TASK DETAILS —
Below are some entries. Copy each line in them that holds "centre".

------ EXERCISE INPUT ------

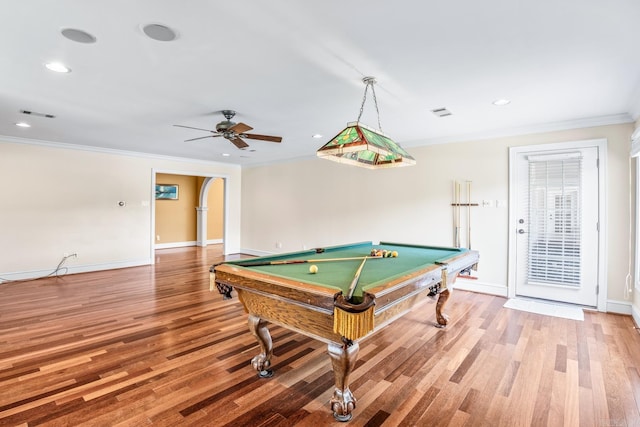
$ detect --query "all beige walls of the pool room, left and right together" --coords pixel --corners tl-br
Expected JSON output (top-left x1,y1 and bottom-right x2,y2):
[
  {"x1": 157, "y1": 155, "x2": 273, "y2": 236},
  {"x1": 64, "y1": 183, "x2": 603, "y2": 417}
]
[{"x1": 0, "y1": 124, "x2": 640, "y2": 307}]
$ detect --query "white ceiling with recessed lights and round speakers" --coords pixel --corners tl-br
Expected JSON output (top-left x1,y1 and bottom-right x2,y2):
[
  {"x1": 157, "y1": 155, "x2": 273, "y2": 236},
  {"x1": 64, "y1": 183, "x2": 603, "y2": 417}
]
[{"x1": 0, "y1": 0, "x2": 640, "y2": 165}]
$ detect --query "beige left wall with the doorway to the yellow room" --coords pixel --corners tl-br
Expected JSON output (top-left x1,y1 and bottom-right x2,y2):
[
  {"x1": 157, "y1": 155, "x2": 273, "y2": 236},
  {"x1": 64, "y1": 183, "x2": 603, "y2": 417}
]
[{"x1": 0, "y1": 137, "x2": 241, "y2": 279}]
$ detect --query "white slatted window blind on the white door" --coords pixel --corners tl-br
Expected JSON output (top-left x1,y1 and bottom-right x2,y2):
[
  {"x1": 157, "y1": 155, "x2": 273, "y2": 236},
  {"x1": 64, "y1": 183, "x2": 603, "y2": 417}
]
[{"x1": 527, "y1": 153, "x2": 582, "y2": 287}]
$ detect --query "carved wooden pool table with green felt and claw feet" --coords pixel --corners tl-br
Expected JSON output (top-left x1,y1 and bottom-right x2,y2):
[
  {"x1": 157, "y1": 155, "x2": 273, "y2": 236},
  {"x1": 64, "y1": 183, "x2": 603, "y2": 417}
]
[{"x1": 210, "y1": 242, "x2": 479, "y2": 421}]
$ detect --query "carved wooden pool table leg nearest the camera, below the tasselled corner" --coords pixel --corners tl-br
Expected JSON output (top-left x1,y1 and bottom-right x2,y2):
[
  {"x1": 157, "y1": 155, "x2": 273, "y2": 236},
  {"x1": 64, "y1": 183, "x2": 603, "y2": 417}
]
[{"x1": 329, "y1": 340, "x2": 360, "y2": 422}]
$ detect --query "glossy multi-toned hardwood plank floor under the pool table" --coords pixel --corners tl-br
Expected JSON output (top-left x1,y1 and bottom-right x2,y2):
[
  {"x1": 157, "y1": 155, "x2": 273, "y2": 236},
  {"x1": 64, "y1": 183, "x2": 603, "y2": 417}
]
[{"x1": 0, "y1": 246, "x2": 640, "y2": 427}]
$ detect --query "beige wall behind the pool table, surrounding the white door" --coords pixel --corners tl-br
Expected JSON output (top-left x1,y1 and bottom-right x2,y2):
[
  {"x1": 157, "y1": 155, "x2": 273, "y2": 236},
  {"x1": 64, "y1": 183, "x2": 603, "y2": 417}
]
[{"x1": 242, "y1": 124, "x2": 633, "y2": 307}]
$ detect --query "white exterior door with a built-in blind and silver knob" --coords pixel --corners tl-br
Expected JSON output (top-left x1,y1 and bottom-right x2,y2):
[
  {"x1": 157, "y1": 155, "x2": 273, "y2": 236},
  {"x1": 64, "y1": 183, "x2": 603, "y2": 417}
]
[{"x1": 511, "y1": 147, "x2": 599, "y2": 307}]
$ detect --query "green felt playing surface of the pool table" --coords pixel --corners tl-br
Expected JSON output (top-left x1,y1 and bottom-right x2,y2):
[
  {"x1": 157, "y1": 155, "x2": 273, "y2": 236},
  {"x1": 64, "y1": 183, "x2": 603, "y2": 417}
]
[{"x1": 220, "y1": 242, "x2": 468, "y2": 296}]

------
------ EXERCISE INPUT ------

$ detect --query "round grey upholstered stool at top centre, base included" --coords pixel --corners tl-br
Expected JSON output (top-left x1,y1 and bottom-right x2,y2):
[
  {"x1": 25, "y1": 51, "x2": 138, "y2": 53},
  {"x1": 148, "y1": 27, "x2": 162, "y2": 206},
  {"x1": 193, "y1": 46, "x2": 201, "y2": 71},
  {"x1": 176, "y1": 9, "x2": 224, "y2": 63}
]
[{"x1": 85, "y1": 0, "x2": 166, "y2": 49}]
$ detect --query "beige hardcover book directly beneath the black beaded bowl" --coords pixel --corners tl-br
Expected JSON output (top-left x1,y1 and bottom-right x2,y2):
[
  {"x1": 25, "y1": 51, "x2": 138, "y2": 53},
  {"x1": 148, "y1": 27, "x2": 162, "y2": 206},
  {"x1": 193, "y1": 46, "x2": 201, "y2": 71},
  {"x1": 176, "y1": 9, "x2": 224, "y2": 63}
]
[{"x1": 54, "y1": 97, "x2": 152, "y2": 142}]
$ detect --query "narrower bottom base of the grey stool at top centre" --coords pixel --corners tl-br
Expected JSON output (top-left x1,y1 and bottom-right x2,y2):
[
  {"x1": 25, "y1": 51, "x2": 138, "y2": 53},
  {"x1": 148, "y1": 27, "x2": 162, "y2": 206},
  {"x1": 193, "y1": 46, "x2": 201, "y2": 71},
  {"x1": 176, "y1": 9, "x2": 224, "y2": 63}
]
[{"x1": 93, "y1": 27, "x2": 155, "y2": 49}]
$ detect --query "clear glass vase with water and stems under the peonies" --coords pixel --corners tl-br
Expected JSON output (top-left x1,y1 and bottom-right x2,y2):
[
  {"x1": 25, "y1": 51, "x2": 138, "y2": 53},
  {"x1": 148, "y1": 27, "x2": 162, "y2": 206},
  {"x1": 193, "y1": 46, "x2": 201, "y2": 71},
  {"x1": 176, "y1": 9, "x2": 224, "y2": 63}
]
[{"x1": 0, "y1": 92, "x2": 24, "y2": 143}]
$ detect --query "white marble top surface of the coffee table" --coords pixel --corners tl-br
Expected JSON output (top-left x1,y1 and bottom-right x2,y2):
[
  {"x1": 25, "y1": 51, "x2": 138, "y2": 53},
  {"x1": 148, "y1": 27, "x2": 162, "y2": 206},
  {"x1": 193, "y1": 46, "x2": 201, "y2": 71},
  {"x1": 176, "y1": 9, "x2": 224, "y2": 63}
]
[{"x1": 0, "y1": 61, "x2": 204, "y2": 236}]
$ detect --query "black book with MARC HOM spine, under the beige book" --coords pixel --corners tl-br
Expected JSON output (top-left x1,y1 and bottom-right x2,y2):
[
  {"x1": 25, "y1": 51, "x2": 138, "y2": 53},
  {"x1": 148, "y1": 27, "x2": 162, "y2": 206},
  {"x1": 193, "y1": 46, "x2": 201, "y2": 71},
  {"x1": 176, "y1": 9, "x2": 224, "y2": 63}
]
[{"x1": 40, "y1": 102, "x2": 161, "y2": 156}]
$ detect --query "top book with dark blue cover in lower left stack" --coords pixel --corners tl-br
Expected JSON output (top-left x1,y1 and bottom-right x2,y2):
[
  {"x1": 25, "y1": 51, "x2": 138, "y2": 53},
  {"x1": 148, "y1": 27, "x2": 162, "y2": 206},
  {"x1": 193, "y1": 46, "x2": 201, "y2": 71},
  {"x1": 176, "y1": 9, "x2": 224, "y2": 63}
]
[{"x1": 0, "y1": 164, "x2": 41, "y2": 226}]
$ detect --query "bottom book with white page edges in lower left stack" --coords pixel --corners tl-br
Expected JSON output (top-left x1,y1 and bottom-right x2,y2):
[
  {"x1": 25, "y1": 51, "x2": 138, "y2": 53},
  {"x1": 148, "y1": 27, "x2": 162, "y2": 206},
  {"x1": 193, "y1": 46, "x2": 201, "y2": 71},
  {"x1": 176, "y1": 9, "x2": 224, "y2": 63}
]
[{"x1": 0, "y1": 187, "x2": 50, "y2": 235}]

------
------ EXERCISE INPUT ------

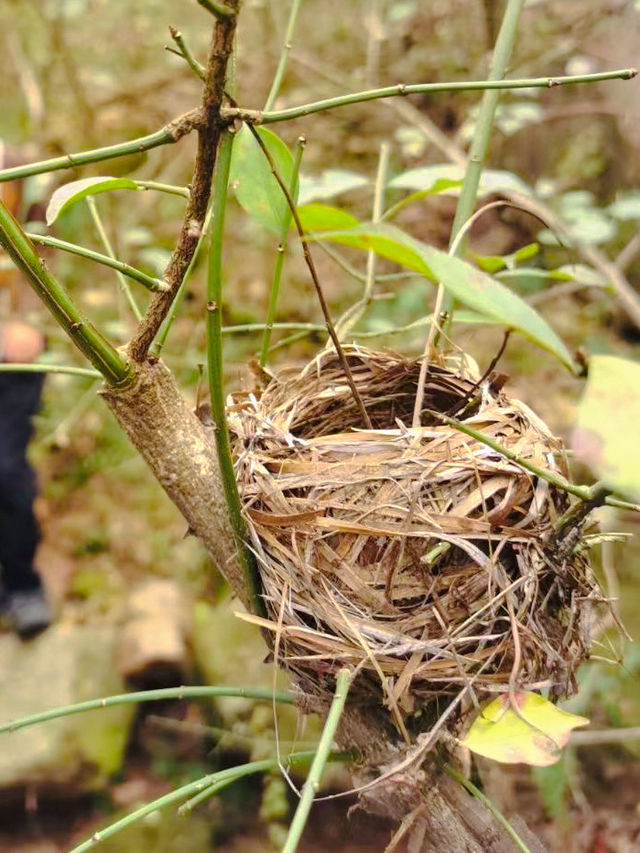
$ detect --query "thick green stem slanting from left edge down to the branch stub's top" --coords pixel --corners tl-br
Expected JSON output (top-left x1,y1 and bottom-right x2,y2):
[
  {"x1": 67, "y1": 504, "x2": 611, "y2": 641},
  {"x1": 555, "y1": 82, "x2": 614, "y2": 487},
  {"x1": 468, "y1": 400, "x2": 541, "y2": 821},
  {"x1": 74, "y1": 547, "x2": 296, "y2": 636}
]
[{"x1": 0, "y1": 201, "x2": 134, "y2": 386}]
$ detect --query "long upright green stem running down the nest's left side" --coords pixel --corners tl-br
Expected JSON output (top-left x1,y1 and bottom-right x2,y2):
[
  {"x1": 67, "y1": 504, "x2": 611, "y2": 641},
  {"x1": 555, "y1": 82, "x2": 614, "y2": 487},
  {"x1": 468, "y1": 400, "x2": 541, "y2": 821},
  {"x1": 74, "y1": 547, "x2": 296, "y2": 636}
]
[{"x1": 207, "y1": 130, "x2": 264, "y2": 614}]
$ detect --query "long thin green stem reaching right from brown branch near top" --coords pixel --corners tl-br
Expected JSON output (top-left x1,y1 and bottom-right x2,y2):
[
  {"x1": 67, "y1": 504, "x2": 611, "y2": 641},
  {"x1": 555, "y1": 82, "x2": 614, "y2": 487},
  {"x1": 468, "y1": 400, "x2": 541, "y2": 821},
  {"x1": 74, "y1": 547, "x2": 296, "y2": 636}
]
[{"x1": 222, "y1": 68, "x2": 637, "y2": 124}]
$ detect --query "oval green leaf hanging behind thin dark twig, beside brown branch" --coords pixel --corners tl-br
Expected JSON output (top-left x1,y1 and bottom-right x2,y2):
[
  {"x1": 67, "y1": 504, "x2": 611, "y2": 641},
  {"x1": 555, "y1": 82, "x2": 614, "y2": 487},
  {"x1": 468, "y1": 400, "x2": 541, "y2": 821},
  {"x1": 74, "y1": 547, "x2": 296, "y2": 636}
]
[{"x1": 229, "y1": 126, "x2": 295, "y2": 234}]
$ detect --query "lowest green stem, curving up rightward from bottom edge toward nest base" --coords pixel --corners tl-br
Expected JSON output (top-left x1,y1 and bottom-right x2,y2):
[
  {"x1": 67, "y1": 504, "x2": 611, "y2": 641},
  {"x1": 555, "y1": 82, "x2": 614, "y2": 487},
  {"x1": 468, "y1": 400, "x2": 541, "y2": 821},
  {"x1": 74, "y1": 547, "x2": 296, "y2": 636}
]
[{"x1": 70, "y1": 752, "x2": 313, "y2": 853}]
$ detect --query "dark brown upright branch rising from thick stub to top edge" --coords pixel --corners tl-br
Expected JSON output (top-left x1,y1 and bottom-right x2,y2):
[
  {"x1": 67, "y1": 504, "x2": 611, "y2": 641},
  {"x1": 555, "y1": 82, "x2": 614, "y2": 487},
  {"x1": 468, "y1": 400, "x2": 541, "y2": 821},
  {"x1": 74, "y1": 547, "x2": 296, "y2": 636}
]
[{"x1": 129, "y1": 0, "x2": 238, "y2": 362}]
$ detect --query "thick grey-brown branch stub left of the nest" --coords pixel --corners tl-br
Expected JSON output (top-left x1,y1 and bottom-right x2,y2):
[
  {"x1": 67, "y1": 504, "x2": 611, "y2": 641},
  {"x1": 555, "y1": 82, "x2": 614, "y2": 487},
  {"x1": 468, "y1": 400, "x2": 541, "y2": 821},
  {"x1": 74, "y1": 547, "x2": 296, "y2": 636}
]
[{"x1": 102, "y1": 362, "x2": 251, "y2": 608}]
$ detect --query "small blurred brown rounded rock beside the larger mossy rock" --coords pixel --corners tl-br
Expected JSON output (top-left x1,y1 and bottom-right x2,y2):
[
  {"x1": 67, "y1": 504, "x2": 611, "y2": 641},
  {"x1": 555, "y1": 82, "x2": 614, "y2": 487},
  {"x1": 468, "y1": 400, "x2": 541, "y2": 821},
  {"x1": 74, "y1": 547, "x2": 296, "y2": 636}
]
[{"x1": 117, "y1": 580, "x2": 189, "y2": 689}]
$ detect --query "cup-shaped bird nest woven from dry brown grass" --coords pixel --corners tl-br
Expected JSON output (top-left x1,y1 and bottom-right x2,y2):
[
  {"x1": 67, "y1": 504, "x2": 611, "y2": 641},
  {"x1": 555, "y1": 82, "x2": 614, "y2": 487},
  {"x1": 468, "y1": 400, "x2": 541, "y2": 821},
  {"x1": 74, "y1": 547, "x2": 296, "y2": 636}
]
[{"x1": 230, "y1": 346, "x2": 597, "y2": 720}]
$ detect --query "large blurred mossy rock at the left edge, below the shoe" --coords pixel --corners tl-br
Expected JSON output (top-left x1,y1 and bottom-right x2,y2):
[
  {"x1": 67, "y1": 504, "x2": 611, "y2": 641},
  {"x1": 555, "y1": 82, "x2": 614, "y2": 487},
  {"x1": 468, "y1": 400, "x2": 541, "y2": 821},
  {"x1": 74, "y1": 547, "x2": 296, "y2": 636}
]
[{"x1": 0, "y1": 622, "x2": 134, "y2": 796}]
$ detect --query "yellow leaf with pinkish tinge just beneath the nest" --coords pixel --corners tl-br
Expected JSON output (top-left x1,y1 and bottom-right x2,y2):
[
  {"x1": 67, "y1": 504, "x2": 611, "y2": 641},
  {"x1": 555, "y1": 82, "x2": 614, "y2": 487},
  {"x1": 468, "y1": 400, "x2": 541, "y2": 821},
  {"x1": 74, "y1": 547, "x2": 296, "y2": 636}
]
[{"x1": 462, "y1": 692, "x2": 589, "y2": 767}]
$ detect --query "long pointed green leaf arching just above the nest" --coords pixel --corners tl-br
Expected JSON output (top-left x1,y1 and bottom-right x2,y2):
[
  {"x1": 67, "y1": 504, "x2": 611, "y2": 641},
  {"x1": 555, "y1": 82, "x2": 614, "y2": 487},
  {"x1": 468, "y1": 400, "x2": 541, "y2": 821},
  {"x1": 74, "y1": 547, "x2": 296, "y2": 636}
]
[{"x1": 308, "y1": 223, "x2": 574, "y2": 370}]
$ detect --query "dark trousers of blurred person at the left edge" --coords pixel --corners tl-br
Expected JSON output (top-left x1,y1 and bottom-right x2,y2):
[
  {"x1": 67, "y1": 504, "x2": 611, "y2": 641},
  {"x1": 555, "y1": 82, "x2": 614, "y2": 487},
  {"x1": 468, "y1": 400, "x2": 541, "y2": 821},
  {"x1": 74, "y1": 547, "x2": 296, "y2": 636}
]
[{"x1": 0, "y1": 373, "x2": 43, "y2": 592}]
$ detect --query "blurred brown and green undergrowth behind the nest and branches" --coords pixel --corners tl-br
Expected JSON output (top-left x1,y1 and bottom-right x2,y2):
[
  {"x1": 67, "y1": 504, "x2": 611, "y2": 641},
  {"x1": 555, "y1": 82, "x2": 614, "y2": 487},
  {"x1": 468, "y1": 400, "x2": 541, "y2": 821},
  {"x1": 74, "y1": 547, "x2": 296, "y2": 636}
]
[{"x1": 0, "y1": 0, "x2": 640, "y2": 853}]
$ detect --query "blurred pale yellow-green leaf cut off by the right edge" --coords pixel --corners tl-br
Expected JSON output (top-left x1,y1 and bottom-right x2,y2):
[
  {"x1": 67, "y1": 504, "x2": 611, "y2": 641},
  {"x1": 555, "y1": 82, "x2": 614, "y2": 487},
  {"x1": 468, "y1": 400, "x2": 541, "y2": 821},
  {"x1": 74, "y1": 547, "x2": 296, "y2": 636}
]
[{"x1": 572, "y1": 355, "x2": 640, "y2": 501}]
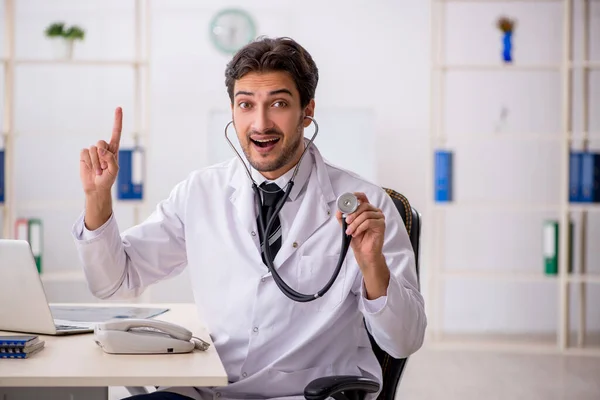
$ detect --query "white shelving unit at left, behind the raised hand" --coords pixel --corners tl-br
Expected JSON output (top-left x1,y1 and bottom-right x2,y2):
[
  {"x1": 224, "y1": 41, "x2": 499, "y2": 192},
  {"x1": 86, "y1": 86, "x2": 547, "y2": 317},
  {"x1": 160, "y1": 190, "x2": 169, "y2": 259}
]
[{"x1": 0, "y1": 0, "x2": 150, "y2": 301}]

------

SOLUTION TO THIS EXERCISE —
$ detect --query "round grey upholstered stool at top centre, base included" --coords pixel --corners tl-br
$ detect --query "narrower bottom base of the grey stool at top centre" --coords pixel --corners tl-br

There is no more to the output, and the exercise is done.